### Description of the task
Locate every line in the records below that contains the word "name", and copy each one.

Data excerpts:
--------

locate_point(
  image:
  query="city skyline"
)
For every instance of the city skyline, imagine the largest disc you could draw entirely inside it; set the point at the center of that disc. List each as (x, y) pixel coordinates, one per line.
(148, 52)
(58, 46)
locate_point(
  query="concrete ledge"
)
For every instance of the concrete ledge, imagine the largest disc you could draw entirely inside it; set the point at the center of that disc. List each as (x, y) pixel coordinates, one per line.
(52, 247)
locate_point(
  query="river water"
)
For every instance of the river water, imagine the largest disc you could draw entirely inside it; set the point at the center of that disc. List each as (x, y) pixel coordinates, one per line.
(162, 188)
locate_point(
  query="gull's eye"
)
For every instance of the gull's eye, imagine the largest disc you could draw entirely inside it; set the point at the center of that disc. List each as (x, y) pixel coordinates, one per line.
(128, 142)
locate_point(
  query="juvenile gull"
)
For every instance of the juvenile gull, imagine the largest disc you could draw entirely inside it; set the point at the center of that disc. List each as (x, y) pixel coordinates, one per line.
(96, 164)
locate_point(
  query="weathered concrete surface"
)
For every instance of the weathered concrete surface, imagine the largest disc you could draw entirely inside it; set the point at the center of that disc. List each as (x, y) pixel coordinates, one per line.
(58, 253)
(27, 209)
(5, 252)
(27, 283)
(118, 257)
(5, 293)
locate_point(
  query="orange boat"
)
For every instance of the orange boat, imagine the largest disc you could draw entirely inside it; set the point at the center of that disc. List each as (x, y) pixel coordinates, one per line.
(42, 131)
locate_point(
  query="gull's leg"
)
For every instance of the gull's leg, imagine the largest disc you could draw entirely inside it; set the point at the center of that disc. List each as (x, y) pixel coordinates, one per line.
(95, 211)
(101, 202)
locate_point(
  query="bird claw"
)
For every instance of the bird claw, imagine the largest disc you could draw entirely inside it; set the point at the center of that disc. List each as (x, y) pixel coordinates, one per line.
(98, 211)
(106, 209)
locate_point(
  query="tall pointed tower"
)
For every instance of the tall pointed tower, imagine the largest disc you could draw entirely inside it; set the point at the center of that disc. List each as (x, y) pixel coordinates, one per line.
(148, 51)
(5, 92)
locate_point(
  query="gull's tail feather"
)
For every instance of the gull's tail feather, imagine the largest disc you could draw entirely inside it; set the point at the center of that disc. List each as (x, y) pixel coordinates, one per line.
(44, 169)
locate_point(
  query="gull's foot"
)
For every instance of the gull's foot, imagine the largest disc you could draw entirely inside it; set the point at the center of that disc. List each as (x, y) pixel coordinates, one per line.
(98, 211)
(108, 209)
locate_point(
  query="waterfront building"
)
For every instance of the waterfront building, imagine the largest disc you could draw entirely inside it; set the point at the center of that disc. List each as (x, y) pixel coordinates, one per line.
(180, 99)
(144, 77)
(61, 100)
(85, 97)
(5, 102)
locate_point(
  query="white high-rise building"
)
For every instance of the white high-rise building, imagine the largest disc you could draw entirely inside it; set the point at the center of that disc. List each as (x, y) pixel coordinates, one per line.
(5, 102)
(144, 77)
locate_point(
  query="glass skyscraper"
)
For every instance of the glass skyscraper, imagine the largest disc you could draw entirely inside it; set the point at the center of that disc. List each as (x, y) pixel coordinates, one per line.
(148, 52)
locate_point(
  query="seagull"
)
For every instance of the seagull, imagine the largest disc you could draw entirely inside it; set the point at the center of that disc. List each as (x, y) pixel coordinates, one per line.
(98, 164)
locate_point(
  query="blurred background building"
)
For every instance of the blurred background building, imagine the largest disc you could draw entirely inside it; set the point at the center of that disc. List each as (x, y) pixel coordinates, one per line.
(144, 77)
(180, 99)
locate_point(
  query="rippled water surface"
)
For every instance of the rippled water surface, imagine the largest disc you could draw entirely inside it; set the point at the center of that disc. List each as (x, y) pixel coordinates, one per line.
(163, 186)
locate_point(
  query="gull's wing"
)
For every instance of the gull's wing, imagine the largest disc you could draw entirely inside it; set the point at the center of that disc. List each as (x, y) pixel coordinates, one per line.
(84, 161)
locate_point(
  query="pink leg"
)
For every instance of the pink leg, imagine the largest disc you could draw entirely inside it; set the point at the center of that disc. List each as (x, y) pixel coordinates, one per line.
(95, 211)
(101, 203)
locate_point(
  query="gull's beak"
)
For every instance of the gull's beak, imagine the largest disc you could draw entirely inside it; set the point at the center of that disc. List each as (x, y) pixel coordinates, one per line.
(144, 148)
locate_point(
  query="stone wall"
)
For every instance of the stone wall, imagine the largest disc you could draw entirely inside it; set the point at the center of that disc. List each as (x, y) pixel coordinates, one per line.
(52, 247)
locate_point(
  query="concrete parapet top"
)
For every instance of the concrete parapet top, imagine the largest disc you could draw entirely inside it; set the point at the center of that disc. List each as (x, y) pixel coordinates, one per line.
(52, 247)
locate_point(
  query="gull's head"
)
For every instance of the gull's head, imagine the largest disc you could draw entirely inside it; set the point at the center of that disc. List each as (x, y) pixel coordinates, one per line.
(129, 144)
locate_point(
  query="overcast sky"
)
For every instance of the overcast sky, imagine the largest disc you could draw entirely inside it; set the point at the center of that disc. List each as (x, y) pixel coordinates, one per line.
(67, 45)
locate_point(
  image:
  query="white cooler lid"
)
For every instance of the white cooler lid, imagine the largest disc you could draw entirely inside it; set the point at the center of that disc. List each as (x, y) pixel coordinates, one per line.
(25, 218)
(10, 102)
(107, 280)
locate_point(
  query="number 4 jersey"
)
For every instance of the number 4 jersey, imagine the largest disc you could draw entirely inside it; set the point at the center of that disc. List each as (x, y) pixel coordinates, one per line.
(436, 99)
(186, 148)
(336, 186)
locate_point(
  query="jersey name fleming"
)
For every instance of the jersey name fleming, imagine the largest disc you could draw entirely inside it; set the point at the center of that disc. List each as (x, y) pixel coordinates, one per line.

--------

### Answer space
  query="jersey name fleming"
For every instance of the jersey name fleming, imagine the largest disc you could draw entirely inside it; set the point at the center of that disc. List each as (x, y) pixel coordinates, one per line.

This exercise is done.